* **WHAT IS ASKED**: Rescale the lines starting at the one that contains "Note to the class: point out the athlete's neck" and ending at the one that contains "<point>319,102</point>", and give only those lines. Copy the requests unchanged, and multiply every point coordinate in the answers by 2.2, rounding to whole numbers with halves rounded up.

* **ENTRIES**:
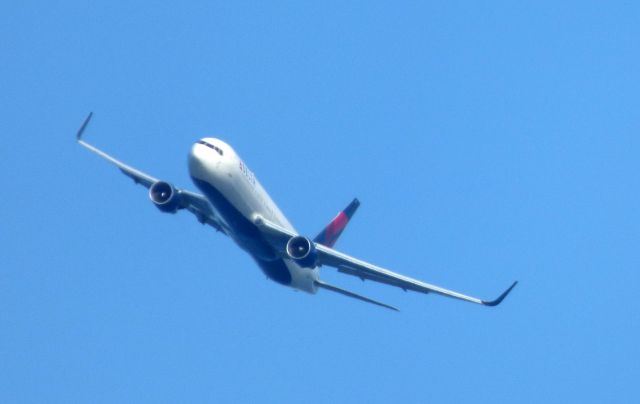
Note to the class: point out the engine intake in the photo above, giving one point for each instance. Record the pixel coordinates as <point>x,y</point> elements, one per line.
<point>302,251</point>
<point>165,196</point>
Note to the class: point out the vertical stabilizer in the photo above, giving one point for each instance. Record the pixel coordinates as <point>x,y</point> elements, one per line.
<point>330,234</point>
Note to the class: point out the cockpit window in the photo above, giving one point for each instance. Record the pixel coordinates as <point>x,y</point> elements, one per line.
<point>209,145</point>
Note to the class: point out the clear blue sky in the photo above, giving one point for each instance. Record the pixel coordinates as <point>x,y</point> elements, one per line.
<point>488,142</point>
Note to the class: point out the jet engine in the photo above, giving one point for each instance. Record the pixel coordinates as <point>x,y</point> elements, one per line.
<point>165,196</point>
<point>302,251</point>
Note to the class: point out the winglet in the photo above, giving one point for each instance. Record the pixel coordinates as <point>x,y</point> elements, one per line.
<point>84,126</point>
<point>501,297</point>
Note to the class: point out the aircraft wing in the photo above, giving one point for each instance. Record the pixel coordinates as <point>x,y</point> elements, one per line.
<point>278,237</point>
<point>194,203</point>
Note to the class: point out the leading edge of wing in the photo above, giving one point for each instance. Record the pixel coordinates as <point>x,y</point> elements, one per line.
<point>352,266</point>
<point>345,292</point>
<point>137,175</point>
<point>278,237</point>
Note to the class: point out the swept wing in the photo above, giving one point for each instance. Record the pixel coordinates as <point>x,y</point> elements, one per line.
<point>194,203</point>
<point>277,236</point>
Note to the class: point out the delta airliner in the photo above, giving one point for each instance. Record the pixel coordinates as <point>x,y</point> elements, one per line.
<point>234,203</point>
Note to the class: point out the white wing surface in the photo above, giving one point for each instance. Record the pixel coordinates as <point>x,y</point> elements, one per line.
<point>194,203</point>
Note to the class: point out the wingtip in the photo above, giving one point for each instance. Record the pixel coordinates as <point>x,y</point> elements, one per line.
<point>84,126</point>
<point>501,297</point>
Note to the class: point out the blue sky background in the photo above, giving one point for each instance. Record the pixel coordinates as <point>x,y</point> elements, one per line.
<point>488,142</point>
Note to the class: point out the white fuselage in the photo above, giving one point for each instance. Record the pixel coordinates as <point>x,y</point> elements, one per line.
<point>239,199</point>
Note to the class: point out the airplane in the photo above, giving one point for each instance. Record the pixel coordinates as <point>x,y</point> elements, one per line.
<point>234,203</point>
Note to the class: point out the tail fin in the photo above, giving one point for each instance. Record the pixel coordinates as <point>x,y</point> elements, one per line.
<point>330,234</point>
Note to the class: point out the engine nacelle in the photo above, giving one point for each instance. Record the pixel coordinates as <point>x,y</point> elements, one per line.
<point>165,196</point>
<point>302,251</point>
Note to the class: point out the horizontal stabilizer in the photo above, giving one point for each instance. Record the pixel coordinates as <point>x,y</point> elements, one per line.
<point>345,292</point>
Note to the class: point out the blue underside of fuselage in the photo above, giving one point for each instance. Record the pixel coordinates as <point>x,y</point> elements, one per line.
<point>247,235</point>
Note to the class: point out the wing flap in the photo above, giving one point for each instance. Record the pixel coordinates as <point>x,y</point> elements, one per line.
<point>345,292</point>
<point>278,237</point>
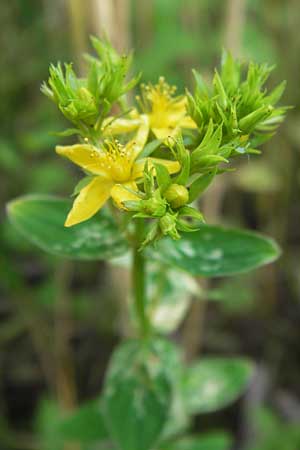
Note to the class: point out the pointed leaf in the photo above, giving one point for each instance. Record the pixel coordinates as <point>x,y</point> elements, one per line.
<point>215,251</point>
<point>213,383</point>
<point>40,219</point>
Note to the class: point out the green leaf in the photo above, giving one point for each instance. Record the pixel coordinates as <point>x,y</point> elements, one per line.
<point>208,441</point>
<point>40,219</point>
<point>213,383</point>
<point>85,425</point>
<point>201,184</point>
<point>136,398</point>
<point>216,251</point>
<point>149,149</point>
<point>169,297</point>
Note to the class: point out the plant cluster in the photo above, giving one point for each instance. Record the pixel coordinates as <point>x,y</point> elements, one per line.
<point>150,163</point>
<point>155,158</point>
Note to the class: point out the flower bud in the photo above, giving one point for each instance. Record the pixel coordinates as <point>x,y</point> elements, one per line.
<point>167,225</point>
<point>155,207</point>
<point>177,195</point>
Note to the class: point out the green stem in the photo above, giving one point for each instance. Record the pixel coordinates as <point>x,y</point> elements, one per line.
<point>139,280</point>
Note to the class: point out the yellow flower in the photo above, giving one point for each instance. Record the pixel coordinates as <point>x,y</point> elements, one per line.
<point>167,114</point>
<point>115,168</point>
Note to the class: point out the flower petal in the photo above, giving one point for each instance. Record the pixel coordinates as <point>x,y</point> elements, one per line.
--
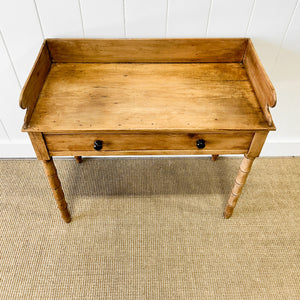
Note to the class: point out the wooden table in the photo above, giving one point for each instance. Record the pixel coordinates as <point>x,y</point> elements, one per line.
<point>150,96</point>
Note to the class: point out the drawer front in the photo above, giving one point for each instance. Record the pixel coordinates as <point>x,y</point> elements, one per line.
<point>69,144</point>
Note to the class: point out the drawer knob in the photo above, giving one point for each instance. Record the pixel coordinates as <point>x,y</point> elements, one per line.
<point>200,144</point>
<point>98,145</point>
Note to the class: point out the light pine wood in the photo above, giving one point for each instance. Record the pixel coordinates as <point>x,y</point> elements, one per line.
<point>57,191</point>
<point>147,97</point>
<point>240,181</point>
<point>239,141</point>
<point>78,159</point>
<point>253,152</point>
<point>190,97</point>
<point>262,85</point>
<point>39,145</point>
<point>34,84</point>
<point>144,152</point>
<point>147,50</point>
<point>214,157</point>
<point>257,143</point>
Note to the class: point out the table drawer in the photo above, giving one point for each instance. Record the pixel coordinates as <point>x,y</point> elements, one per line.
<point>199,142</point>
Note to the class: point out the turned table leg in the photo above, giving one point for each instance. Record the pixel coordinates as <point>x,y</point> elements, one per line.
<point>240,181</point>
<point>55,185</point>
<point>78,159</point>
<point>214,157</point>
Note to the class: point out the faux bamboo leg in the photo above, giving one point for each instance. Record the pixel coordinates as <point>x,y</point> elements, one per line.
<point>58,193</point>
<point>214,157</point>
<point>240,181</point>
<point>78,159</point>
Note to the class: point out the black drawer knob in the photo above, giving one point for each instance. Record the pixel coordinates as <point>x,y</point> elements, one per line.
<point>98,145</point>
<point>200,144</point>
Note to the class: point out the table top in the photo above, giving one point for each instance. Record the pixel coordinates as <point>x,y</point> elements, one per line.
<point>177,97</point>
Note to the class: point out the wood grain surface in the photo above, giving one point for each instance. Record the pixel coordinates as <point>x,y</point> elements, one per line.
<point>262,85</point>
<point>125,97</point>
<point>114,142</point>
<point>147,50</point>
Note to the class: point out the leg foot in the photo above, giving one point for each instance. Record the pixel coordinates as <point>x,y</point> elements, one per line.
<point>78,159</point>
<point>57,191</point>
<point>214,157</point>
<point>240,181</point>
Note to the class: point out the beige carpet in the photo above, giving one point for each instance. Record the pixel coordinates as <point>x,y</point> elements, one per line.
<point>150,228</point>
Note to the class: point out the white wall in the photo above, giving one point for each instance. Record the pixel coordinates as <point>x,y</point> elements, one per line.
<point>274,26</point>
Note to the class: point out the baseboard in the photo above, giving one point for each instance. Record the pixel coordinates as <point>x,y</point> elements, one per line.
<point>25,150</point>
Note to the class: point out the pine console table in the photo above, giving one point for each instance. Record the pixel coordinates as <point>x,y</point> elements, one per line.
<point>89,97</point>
---
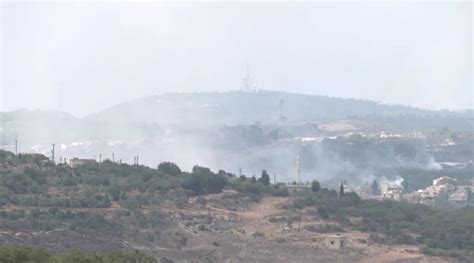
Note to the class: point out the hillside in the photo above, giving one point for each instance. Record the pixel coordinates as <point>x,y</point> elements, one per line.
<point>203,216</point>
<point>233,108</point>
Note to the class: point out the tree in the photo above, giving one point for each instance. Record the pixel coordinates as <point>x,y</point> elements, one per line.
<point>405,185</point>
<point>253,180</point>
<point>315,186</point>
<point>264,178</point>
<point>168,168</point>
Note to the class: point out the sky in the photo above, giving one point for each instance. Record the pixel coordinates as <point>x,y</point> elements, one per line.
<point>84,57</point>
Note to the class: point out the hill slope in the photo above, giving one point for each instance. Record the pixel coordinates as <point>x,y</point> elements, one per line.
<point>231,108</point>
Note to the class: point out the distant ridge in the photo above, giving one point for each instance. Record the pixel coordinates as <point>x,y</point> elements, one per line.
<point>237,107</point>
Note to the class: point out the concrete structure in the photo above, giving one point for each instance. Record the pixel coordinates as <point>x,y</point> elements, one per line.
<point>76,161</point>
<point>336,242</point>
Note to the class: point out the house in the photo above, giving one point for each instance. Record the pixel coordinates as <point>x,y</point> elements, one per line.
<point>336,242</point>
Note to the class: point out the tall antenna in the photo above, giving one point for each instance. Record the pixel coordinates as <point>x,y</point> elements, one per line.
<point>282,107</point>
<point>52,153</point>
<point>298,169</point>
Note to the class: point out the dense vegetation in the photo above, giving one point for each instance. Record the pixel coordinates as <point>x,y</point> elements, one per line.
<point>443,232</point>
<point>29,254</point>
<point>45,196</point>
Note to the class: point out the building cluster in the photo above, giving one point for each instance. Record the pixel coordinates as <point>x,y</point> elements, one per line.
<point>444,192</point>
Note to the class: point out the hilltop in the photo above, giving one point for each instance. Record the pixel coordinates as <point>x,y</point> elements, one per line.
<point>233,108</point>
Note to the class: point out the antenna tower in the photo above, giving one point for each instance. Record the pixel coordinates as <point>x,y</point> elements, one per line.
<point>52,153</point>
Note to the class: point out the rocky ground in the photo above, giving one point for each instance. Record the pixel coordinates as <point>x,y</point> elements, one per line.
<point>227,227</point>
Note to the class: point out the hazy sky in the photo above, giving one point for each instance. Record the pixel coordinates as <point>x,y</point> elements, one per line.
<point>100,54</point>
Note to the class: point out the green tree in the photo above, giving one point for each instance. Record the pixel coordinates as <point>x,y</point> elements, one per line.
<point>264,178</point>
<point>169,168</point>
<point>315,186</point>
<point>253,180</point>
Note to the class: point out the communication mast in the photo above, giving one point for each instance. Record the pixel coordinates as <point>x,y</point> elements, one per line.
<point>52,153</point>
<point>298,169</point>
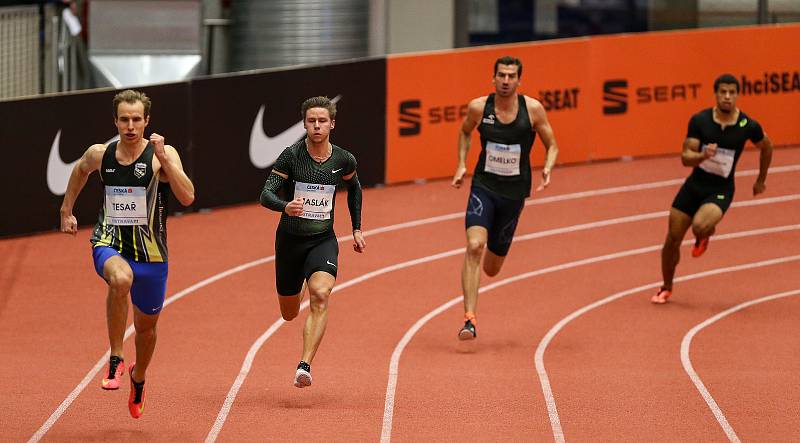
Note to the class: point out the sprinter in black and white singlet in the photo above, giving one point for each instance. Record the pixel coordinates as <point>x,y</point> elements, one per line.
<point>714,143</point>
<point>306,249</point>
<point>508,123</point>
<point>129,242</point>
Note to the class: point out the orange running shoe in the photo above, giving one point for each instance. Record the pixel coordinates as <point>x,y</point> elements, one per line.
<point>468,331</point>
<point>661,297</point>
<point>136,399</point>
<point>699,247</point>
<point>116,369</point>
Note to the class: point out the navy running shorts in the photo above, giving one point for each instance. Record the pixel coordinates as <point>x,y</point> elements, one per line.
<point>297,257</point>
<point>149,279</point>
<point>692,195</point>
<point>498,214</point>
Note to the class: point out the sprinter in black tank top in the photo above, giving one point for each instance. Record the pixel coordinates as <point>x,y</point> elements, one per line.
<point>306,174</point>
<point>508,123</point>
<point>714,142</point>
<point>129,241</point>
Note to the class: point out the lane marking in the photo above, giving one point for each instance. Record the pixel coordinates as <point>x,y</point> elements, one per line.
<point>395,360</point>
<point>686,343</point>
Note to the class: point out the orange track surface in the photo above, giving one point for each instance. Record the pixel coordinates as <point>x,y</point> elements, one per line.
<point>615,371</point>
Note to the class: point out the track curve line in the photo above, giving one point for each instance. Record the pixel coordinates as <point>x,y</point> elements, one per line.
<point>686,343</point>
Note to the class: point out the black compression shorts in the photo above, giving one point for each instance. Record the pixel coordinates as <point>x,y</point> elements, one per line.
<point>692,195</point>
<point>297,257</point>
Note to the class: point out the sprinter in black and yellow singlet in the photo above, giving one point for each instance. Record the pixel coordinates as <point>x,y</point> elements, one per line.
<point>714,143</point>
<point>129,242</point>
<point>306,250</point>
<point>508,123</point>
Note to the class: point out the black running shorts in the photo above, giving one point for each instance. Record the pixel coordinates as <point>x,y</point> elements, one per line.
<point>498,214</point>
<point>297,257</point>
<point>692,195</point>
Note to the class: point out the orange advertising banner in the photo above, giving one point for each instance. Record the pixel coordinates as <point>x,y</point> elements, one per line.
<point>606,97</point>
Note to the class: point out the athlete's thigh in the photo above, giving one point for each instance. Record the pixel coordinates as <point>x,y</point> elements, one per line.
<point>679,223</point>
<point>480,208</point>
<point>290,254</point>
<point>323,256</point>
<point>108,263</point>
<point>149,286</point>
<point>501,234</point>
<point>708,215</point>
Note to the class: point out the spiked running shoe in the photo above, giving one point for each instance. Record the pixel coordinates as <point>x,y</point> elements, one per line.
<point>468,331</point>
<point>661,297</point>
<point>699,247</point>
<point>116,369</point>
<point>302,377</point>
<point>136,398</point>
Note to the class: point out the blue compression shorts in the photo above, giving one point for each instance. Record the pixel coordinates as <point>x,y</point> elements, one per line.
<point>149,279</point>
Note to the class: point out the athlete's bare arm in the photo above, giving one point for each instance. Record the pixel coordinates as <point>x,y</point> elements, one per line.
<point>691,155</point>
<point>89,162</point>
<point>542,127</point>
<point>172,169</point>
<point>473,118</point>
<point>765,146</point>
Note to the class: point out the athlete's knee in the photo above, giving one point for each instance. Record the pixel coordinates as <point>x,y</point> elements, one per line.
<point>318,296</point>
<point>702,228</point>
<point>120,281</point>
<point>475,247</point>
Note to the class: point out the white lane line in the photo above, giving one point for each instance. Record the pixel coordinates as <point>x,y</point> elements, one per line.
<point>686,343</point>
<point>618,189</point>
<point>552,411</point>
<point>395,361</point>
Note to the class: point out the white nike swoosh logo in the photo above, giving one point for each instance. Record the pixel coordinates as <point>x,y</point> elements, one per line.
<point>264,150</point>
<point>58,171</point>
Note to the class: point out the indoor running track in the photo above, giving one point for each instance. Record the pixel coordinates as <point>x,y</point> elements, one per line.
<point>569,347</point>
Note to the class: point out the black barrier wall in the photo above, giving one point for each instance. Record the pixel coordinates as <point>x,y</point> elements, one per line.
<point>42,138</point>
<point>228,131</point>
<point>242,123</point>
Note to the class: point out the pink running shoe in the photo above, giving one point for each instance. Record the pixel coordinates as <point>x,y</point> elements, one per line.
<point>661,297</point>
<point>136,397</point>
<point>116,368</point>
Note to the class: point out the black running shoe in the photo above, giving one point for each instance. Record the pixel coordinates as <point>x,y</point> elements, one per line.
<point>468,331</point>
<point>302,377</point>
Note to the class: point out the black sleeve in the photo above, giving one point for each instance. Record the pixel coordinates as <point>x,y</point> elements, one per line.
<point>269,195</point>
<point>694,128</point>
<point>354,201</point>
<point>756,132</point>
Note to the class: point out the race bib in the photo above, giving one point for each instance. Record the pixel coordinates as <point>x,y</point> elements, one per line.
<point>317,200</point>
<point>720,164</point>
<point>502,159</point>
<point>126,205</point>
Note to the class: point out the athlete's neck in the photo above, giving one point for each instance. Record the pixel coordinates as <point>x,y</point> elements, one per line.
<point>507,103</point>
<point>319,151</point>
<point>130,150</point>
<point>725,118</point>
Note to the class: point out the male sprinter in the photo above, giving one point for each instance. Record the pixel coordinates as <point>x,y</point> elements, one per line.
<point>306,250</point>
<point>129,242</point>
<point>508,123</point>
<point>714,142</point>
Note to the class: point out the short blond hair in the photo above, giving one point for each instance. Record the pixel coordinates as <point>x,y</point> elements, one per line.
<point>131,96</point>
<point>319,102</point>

* **RESULT BELOW**:
Note to the class: point out the athlete's neck in the photo above, giving one point for each instance. Record the pixel coordinates as <point>x,y</point> elements, one per line.
<point>1115,227</point>
<point>702,332</point>
<point>286,330</point>
<point>1595,260</point>
Note to the class: point out the male sprinter in the photo above, giving one point for each instance. Record the pixel coordinates as <point>x,y</point> elements, one per line.
<point>673,550</point>
<point>284,532</point>
<point>1118,271</point>
<point>1571,312</point>
Note to the class: point out the short blond hair in the photo above, giving one point for each instance. Record the pixel coordinates as <point>x,y</point> elements, one per line.
<point>288,211</point>
<point>702,224</point>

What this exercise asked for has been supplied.